====== THE RECORDS ======

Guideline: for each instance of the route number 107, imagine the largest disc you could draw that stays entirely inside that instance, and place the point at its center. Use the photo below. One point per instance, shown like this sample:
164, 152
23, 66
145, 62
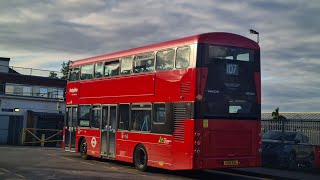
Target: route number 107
232, 69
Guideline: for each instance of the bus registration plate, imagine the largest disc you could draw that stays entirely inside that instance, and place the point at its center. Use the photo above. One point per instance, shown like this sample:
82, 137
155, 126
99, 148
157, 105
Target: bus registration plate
231, 163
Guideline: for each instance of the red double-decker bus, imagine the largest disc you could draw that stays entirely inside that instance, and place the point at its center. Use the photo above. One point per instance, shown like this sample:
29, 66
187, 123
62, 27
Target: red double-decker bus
189, 103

======

» **TO DO**
Reproduce the material above word for word from start to finish, leaving out the picture.

» **RESPONSE**
Guideline: for each instance of the route number 107, imagine the largest disc you could draw that stays entirely inside that instance, and place the point at its center. Use the photo below. One point per instance, shown like this sample:
164, 152
23, 66
145, 62
Target: route number 107
232, 69
Guideline: for each instance of the bus registration plate, imagine the largest disc you could draw that stays entirely inside that instance, and place the point at its center. Use the photo above. One point per instance, shown like this sample:
82, 137
155, 126
99, 148
157, 105
Target: bus registration plate
231, 163
Guideline: for each instance of the red double-decker bus, imagine the largest disc you could draw that stays entirely inside that instance, and place the point at its center. Use the photo above. One point per instance, shown like this sample:
29, 66
187, 123
62, 27
Target: red double-decker bus
189, 103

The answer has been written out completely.